Print every one of the records below verbatim, line by line, with no alterations.
-------- DATA TO USE
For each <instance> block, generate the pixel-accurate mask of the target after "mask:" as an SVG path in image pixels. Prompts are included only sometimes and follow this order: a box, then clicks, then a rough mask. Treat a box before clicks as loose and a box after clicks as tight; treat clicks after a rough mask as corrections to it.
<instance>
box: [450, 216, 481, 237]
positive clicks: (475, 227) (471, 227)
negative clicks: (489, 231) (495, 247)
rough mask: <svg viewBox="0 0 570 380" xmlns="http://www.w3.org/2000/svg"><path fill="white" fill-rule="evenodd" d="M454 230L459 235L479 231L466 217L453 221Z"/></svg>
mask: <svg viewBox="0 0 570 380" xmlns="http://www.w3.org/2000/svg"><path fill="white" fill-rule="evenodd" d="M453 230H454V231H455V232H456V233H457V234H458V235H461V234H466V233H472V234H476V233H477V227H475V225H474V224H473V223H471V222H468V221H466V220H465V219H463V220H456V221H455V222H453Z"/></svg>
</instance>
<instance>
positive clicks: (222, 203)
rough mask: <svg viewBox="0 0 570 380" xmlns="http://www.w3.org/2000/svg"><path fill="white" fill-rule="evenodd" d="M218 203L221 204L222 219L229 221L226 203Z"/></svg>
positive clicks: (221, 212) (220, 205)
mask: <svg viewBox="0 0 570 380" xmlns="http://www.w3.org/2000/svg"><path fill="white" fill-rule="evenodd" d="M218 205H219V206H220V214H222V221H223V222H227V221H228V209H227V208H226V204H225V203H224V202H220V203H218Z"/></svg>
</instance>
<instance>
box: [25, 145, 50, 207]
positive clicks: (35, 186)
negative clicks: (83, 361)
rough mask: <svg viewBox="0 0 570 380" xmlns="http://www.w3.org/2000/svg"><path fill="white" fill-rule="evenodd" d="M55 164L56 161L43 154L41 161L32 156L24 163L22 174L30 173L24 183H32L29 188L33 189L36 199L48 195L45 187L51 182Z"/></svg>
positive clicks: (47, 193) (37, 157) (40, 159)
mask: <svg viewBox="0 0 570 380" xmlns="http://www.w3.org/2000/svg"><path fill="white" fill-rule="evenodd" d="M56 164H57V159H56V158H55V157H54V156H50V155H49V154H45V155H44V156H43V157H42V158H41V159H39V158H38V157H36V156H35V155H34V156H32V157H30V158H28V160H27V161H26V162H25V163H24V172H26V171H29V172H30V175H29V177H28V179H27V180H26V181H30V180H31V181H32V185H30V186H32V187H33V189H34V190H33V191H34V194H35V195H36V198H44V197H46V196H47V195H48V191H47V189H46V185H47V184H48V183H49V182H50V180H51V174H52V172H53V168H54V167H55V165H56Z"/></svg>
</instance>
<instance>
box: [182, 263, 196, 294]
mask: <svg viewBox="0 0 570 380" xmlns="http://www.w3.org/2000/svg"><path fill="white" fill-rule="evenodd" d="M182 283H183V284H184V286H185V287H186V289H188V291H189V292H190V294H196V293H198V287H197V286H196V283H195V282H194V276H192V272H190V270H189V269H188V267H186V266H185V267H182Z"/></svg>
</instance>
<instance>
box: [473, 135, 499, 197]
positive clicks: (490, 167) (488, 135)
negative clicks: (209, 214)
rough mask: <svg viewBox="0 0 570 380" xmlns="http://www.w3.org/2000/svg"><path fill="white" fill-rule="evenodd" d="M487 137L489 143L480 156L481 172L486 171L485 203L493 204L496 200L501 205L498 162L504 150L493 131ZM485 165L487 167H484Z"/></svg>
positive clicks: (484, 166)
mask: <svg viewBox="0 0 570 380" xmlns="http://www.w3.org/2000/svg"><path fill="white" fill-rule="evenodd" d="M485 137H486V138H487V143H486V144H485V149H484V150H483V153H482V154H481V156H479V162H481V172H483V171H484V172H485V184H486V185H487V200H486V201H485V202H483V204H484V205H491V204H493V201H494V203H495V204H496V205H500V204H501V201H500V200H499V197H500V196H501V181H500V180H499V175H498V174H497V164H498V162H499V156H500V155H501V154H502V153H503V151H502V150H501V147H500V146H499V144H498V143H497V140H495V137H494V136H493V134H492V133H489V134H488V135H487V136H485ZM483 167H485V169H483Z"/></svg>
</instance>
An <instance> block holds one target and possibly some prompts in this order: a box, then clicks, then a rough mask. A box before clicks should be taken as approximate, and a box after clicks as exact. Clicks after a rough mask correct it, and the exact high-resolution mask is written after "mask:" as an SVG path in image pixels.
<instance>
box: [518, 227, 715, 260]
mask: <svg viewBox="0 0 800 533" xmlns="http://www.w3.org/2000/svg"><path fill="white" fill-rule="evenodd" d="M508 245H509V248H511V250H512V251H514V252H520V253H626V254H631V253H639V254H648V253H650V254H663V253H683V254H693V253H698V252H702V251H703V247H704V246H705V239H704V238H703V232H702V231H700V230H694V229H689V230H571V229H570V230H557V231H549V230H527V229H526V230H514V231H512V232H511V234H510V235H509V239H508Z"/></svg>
----------------
■ SOLUTION TO THE EXERCISE ■
For each <instance> block, generate the pixel-accurate mask of the target after "mask:" as an SVG path in image pixels. Prompts are included only sometimes and follow this order: a box, then clicks, then a rough mask. Treat a box before clicks as loose and a box after clicks as tight; treat clicks after a rough mask as corrections to it.
<instance>
box: [450, 216, 481, 237]
positive clicks: (475, 227) (471, 227)
negative clicks: (489, 231) (495, 247)
rough mask: <svg viewBox="0 0 570 380" xmlns="http://www.w3.org/2000/svg"><path fill="white" fill-rule="evenodd" d="M454 230L459 235L479 231L466 217L453 221Z"/></svg>
mask: <svg viewBox="0 0 570 380" xmlns="http://www.w3.org/2000/svg"><path fill="white" fill-rule="evenodd" d="M453 230H454V231H455V232H456V233H457V234H458V235H461V234H466V233H472V234H476V233H477V227H475V225H474V224H473V223H471V222H468V221H466V220H465V219H463V220H456V221H455V222H453Z"/></svg>
</instance>
<instance>
positive clicks: (222, 203)
rough mask: <svg viewBox="0 0 570 380" xmlns="http://www.w3.org/2000/svg"><path fill="white" fill-rule="evenodd" d="M218 203L221 204L222 219L229 221L226 203Z"/></svg>
positive clicks: (221, 212) (220, 205)
mask: <svg viewBox="0 0 570 380" xmlns="http://www.w3.org/2000/svg"><path fill="white" fill-rule="evenodd" d="M218 205H219V206H220V214H222V221H223V222H227V221H228V209H227V208H226V204H225V203H224V202H220V203H218Z"/></svg>
</instance>
<instance>
box: [25, 145, 50, 207]
positive clicks: (35, 186)
negative clicks: (83, 361)
rough mask: <svg viewBox="0 0 570 380" xmlns="http://www.w3.org/2000/svg"><path fill="white" fill-rule="evenodd" d="M55 164L56 161L43 154L41 161L32 156L24 163L22 174L30 173L24 183H32L29 188L33 189L36 199L48 195L45 187L51 182Z"/></svg>
positive clicks: (47, 193) (37, 157) (40, 159)
mask: <svg viewBox="0 0 570 380" xmlns="http://www.w3.org/2000/svg"><path fill="white" fill-rule="evenodd" d="M56 164H57V159H56V158H55V157H54V156H50V155H49V154H45V155H44V156H43V157H42V158H41V159H39V158H38V157H36V156H35V155H34V156H32V157H30V158H28V160H27V161H26V162H25V163H24V172H26V171H29V172H30V175H29V177H28V179H27V180H26V181H30V180H31V181H32V185H30V186H32V187H33V189H34V190H33V191H34V194H35V195H36V198H44V197H46V196H47V195H48V191H47V189H46V185H47V184H48V183H49V182H50V180H51V174H52V172H53V168H54V167H55V165H56Z"/></svg>
</instance>
<instance>
box: [182, 263, 196, 294]
mask: <svg viewBox="0 0 570 380" xmlns="http://www.w3.org/2000/svg"><path fill="white" fill-rule="evenodd" d="M182 283H183V284H184V286H185V287H186V289H188V291H189V292H190V294H196V293H198V287H197V286H196V283H195V282H194V276H192V272H190V270H189V269H188V267H186V266H185V267H182Z"/></svg>
</instance>
<instance>
box: [473, 135, 499, 197]
positive clicks: (490, 167) (488, 135)
negative clicks: (209, 214)
rough mask: <svg viewBox="0 0 570 380" xmlns="http://www.w3.org/2000/svg"><path fill="white" fill-rule="evenodd" d="M487 137L489 143L480 156L481 172L486 171L485 203L493 204L496 200L501 205L498 162L504 150L493 131ZM485 165L487 167H484Z"/></svg>
positive clicks: (484, 166)
mask: <svg viewBox="0 0 570 380" xmlns="http://www.w3.org/2000/svg"><path fill="white" fill-rule="evenodd" d="M485 137H486V138H487V143H486V144H485V149H484V150H483V153H482V154H481V156H479V162H481V172H483V171H484V172H485V184H486V185H487V200H486V201H485V202H483V204H484V205H491V204H493V201H494V203H495V204H496V205H500V204H501V201H500V200H499V197H500V196H501V181H500V180H499V175H498V174H497V164H498V162H499V156H500V155H501V154H502V153H503V151H502V150H501V147H500V146H499V144H498V143H497V140H495V137H494V136H493V134H492V133H489V134H488V135H487V136H485ZM483 167H485V169H483Z"/></svg>
</instance>
An <instance> block holds one target and possibly some prompts in this order: a box, then clicks, then a rough mask. A box before clicks should be taken as approximate, and a box after clicks as exact. Clicks after a rough mask correct it, and the exact high-resolution mask is written after "mask:" as an SVG path in image pixels.
<instance>
box: [518, 227, 715, 260]
mask: <svg viewBox="0 0 800 533" xmlns="http://www.w3.org/2000/svg"><path fill="white" fill-rule="evenodd" d="M508 245H509V248H511V250H512V251H514V252H520V253H626V254H631V253H639V254H648V253H650V254H663V253H683V254H693V253H698V252H702V251H703V247H704V246H705V239H704V238H703V232H702V231H700V230H694V229H689V230H571V229H570V230H557V231H549V230H527V229H526V230H514V231H512V232H511V234H510V235H509V239H508Z"/></svg>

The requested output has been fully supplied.